■ Tarefa proposta 1:
Copie do texto sobre a família o trecho que começa em "Infelizmente, a família" e termina em "coisa do mundo.".
■ Tarefa proposta 2:
Escreva a continuação do texto sobre a família a partir do ponto em que ele termina.

■ Trecho do documento:

----------------

Infelizmente, a família tradicional está hoje em crise: famílias feridas, famílias desfeitas, não famílias…! Ainda assim, a Família, a nossa família – representada pela Sagrada Família de Nazaré – é a melhor coisa do mundo.

Um pintor queria pintar o objecto mais lindo do mundo! Deslocou-se a um grande parque e perguntou às pessoas: «– Para si, qual a coisa mais linda do mundo?» Primeiro, perguntou a um soldado. A resposta: «– Nada é mais belo que a Paz: vivermos juntos em paz!». Depois perguntou a um jovem casal que respondeu: «– O Amor é a coisa mais linda: faz o mundo girar». Por fim, perguntou a um sacerdote: «– A Fé é a coisa mais bela: move montanhas». O pintor questionou-se: “Como faço para pintar a Paz, o Amor e a Fé?” E respondeu a ele próprio: “Agora sei o que é a coisa mais linda do mundo: a minha família, a minha casa. É aqui que experimento a Paz, o Amor e a Fé”.

----------------

[Registros de uma coleção]
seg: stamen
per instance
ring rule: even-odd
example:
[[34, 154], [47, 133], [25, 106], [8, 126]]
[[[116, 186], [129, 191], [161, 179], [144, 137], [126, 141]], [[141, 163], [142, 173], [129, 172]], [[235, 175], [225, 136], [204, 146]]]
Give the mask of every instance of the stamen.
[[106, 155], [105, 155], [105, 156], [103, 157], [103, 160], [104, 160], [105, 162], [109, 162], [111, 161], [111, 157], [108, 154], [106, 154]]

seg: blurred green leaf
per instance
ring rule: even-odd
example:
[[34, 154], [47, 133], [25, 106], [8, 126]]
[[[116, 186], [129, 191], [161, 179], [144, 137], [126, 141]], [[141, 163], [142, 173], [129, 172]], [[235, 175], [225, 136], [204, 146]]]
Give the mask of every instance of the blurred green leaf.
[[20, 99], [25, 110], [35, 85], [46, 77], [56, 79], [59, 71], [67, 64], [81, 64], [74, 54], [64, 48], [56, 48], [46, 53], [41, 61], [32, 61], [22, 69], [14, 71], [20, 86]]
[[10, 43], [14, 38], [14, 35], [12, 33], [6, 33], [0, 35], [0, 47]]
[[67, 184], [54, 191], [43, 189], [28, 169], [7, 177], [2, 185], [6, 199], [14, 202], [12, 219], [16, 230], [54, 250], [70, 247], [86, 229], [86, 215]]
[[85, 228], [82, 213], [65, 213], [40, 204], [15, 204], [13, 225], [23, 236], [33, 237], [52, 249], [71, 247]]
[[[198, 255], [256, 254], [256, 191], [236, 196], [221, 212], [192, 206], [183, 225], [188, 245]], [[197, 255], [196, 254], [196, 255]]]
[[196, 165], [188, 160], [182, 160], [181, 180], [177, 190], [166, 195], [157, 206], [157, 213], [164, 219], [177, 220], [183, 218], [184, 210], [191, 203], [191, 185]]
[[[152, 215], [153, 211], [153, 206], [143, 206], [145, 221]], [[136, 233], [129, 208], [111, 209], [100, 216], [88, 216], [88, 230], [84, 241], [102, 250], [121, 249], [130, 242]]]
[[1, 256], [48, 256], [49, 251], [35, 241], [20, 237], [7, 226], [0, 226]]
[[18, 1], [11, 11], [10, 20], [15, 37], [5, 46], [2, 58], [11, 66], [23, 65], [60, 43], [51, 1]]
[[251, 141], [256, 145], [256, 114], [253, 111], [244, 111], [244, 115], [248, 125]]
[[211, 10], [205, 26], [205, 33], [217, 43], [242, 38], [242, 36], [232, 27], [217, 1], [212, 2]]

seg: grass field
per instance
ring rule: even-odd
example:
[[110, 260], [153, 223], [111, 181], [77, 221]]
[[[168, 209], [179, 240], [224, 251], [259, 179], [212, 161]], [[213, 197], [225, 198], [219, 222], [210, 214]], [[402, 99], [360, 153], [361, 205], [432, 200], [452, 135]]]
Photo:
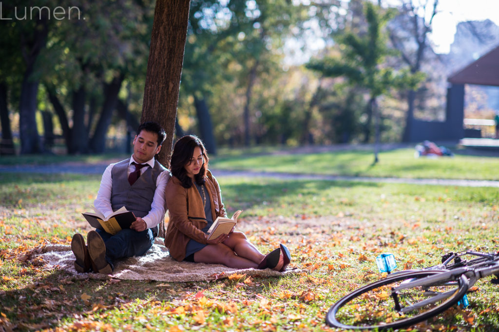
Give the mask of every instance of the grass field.
[[[263, 167], [268, 163], [271, 169], [285, 165], [286, 171], [320, 173], [315, 163], [323, 160], [337, 170], [342, 164], [351, 172], [368, 169], [372, 155], [359, 162], [361, 152], [345, 153], [294, 160], [272, 155], [278, 166], [268, 156], [245, 157], [244, 162], [241, 156], [219, 157], [212, 165], [233, 168], [240, 163], [270, 170]], [[385, 153], [380, 169], [392, 158]], [[392, 153], [394, 160], [406, 154]], [[486, 166], [480, 168], [481, 157], [461, 157], [446, 174], [495, 179], [487, 174], [494, 173], [498, 158], [483, 158]], [[274, 159], [279, 158], [284, 159]], [[307, 158], [313, 166], [296, 165]], [[436, 169], [444, 161], [415, 160], [412, 154], [410, 159], [426, 160], [421, 168], [434, 172], [431, 177], [439, 176]], [[433, 170], [428, 166], [437, 163]], [[395, 173], [390, 176], [402, 174], [395, 166], [386, 166], [384, 174], [389, 170]], [[462, 171], [469, 175], [458, 177]], [[419, 172], [409, 174], [418, 177]], [[374, 263], [380, 253], [393, 253], [400, 270], [434, 265], [449, 251], [497, 250], [499, 241], [496, 188], [221, 177], [229, 214], [245, 210], [239, 229], [264, 252], [285, 243], [292, 255], [290, 267], [301, 272], [161, 283], [81, 280], [44, 268], [29, 253], [48, 243], [69, 244], [74, 232], [90, 229], [81, 213], [90, 209], [100, 178], [0, 173], [0, 331], [332, 330], [324, 323], [325, 313], [346, 293], [380, 277]], [[469, 308], [448, 311], [415, 330], [499, 330], [497, 286], [488, 279], [477, 286], [468, 294]]]

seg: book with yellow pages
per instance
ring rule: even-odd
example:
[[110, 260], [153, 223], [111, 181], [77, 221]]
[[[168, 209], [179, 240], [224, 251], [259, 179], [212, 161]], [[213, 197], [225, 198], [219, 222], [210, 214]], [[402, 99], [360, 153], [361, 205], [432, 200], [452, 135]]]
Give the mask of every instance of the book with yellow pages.
[[114, 235], [124, 228], [129, 228], [132, 223], [135, 221], [135, 216], [125, 207], [122, 207], [106, 218], [94, 207], [95, 212], [85, 212], [82, 214], [92, 227], [101, 229], [109, 234]]
[[232, 227], [238, 223], [238, 217], [242, 212], [242, 211], [238, 210], [230, 219], [223, 217], [217, 217], [208, 229], [208, 239], [217, 238], [222, 234], [229, 234]]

----------------

■ Resultado da tarefa 1:
Infelizmente, a família tradicional está hoje em crise: famílias feridas, famílias desfeitas, não famílias…! Ainda assim, a Família, a nossa família – representada pela Sagrada Família de Nazaré – é a melhor coisa do mundo.

■ Resultado da tarefa 2:
Na adorável época do Natal e em torno do Presépio, veneramos a Sagrada Família: adoramos Jesus, manifestamos a nossa devoção a Maria e José; aprendemos com a Sagrada Família e dirigimos as nossas orações aos três. Rezamos em particular pelas nossas famílias, pelas nossas famílias naturais e religiosas. Lembramos também as famílias que sofrem. Curvando-nos ou ajoelhando-nos diante do Presépio, aprendemos as lições da genuína vida familiar, da necessidade do silêncio e de um trabalho digno. Acima de tudo, aprendemos a lição perene do amor: somos amados e amamos.